Given passage:

Jun 27, 2009
Ex-New Yorker writer and now environmental campaigner Bill McKibben has a simple, but very difficult message. The concentration of carbon dioxide in the atmosphere has to be reduced back to 350 parts per million, or the planet will change irrevocably. He explains to Guardian editor Natalie Bennett how he's getting that message across.
One of the other big insights we've had is that the age of a single, huge event is over. We might have tried to organise a march on Washington back in 2007, when we organised the biggest demonstrations against global warming in American history, but to move all of those people together would have been off-message. We realised that we could work in a dispersed way and all of the small actions would add up to more than the sum of their parts.
So we had divers off Key West, hundreds of people in blue shirts forming a human tide line in Manhatten, climbers on the glaciers of the America West that won't be there for much longer. Pictures from all of these actions were uploaded to a website and we were showing them in a hall in Washington.
Far more people than we could get to Washington were involved, and we could bring, say, the Senator from Kansas into the hall and show him what his voters were doing: that had far more impact than a march on Washington in which only a few of his voters would be involved.
We were feeling very smug on April 14 2007 - then immediately afterwards the Arctic started to melt. Scientists who had been sober and concerned were suddenly panicked, and we realised that even our targets were not tough enough.
But it means that we are now getting people together around the world (and best of all in the developing world) to campaign. We've seen Chinese kids marching off with their 350 banners, Buddhist monks and nuns forming the numbers against the background of a melting glacier in Ladakh.
We remain outsiders in a sense: Al Gore has endorsed our quite radical numbers, and so has the alliance of small island states, but we are still making a statement that many are reluctant to hear: this is not a future problem for which solutions are being put in place: we have to act immediately and radically to prevent a clear, present emergency.

Information:
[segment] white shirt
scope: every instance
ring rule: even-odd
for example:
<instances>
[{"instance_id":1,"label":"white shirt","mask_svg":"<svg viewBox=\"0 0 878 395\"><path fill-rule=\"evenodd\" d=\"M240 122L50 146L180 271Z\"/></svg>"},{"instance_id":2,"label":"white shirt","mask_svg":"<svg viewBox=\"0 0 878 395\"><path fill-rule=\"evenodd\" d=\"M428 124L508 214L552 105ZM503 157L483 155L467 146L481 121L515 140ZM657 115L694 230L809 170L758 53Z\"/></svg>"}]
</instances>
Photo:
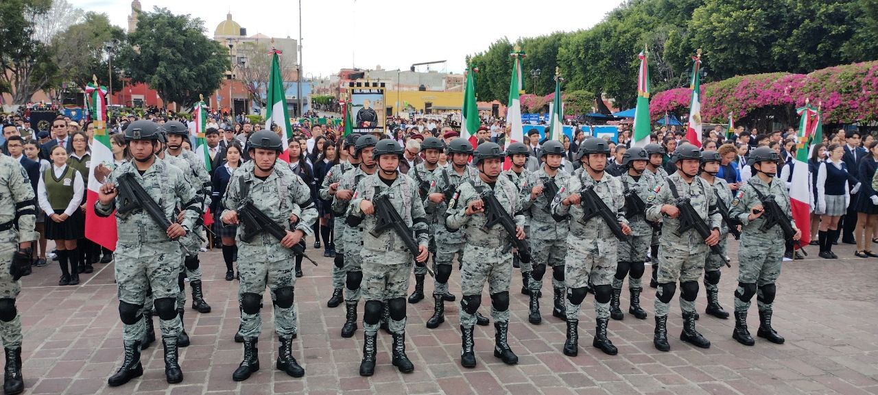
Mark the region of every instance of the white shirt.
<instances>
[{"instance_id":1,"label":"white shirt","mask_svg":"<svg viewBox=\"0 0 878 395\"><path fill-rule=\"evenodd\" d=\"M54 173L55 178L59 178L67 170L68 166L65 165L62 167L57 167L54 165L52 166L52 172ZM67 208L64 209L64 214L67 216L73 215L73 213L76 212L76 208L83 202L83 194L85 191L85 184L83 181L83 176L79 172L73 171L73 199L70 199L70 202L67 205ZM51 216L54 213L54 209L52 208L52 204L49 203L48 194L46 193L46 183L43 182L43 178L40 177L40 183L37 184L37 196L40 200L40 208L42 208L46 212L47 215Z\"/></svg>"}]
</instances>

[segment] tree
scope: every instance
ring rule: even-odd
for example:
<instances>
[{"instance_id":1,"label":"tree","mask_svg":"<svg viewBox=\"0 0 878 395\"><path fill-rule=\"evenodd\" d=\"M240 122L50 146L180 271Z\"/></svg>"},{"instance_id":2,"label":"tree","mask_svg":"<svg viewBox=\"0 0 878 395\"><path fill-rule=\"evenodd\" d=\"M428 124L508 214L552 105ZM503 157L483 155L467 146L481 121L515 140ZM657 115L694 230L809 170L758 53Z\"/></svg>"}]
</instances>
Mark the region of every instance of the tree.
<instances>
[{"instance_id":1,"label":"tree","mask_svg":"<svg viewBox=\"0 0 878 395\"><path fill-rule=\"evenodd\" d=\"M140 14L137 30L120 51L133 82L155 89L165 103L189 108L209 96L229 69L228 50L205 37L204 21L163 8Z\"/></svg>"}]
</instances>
...
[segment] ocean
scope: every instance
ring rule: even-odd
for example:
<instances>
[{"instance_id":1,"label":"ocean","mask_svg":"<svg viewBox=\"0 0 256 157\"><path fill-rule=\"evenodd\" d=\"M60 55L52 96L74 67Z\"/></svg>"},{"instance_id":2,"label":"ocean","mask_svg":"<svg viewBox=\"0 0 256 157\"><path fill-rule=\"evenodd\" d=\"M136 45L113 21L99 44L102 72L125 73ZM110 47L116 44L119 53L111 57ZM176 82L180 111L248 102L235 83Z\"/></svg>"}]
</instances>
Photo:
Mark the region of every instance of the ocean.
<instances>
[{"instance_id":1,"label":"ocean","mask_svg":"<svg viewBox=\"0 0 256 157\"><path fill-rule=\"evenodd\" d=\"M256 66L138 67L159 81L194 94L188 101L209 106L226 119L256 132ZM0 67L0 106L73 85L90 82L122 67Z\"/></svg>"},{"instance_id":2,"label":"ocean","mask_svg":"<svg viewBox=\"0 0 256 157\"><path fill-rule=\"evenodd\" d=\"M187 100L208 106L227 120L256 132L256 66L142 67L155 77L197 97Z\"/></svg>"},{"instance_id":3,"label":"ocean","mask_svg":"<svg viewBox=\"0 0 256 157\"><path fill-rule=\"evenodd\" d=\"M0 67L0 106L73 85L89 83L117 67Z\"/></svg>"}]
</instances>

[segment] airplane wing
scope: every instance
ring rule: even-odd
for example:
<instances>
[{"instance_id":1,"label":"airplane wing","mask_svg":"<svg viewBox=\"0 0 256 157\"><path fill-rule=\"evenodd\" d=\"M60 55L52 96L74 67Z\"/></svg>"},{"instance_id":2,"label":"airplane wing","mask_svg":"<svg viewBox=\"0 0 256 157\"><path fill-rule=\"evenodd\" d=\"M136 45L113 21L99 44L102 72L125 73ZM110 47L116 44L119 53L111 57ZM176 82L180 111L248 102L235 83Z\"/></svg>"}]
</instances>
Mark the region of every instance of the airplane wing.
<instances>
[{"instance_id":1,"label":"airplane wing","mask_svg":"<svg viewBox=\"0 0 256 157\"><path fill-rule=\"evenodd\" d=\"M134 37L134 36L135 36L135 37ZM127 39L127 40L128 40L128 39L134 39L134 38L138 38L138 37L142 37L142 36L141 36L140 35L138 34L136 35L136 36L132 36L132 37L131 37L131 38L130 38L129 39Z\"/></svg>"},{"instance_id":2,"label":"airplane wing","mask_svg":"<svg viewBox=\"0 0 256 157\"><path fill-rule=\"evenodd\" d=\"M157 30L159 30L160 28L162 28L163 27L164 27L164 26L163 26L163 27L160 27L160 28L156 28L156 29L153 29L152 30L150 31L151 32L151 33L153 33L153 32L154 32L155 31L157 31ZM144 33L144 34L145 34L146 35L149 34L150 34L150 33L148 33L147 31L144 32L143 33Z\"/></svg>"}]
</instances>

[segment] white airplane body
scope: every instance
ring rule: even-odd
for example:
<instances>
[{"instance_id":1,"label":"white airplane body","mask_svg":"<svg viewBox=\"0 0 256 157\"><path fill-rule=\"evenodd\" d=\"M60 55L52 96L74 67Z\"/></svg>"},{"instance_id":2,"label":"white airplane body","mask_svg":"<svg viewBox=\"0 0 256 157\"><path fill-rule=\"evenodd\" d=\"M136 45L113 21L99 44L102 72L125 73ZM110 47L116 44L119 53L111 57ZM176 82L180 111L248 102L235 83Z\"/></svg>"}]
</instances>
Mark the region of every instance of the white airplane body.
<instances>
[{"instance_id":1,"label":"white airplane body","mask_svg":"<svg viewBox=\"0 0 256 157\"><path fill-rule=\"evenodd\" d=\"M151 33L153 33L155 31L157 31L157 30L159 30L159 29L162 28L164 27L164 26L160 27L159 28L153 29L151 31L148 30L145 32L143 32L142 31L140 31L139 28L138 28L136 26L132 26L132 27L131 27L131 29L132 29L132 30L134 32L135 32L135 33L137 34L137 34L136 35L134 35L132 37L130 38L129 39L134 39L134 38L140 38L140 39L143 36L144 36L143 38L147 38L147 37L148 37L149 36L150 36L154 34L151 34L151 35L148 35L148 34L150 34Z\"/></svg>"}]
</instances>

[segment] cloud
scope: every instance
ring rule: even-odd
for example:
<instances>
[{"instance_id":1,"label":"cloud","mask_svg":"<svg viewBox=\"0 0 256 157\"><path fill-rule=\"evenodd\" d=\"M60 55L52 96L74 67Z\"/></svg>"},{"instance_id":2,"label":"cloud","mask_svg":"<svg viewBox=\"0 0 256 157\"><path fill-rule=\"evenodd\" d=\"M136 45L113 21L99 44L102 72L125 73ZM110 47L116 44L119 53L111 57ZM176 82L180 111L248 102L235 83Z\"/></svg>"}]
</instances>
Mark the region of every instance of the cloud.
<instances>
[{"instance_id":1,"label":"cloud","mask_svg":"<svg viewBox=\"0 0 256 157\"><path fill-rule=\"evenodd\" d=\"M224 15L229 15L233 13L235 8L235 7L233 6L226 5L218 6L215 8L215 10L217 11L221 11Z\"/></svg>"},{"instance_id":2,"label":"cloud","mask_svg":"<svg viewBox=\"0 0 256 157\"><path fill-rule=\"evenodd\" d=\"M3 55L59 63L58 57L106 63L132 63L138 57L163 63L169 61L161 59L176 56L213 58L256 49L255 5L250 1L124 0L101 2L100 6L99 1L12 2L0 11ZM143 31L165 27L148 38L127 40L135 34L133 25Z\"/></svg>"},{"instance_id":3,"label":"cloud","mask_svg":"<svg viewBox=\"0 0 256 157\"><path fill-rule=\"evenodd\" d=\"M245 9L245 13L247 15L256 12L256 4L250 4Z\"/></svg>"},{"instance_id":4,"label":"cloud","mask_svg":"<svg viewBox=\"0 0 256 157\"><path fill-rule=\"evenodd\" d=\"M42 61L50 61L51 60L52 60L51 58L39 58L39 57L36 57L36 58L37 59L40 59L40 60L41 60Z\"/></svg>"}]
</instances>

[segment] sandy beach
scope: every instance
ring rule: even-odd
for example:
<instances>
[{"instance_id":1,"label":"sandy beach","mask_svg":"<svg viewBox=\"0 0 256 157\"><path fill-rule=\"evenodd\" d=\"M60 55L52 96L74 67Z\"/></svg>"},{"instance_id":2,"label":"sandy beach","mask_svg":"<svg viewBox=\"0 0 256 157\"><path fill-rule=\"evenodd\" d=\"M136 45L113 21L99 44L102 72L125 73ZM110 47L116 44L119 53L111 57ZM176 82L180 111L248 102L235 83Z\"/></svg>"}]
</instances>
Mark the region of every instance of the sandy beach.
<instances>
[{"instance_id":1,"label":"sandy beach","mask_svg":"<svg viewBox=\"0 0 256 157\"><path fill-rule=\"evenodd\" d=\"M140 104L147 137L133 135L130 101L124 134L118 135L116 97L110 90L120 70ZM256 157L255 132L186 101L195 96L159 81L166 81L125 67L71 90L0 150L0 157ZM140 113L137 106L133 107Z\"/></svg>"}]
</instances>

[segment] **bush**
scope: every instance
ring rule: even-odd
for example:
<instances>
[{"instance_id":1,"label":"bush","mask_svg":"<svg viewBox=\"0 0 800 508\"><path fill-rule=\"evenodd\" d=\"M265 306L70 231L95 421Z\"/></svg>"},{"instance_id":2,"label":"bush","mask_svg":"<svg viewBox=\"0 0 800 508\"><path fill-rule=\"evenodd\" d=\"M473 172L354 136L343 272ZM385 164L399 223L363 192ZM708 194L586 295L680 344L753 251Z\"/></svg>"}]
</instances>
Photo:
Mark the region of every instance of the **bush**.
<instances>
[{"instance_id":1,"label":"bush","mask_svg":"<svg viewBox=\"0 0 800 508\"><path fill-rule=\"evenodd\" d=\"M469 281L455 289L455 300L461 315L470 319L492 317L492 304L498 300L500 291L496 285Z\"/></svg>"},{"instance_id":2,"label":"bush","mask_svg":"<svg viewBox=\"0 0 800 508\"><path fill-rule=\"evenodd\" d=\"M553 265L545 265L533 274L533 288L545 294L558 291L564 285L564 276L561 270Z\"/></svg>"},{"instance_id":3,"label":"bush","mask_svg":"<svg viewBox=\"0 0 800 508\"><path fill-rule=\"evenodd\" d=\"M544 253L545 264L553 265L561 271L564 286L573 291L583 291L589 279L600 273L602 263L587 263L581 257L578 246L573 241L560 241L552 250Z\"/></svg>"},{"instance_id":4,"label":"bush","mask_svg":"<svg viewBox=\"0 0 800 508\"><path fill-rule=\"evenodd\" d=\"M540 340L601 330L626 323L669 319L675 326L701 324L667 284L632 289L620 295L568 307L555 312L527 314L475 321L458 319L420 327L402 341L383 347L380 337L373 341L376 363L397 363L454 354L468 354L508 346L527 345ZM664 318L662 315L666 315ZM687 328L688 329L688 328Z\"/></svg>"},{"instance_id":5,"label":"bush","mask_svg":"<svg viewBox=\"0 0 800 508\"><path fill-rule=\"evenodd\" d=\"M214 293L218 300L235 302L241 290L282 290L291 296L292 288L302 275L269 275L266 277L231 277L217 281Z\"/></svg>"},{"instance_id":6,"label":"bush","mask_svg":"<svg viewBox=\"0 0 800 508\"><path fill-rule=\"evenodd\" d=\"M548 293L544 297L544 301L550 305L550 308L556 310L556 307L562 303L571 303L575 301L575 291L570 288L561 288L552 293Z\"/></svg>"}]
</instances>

Actions to take:
A: Can you reproduce the passage of the McKibben interview starting at "So we had divers" and ending at "not tough enough.", word for word?
B: Answer these questions about the McKibben interview, marking each answer like its question:
(i) To what concentration of carbon dioxide does the atmosphere need to be reduced?
(ii) On what date were the campaigners feeling very smug?
(iii) Who has endorsed the campaign's numbers?

Set of answers:
A:
So we had divers off Key West, hundreds of people in blue shirts forming a human tide line in Manhatten, climbers on the glaciers of the America West that won't be there for much longer. Pictures from all of these actions were uploaded to a website and we were showing them in a hall in Washington.
Far more people than we could get to Washington were involved, and we could bring, say, the Senator from Kansas into the hall and show him what his voters were doing: that had far more impact than a march on Washington in which only a few of his voters would be involved.
We were feeling very smug on April 14 2007 - then immediately afterwards the Arctic started to melt. Scientists who had been sober and concerned were suddenly panicked, and we realised that even our targets were not tough enough.

B:
(i) 350 parts per million
(ii) April 14 2007
(iii) Al Gore and the alliance of small island states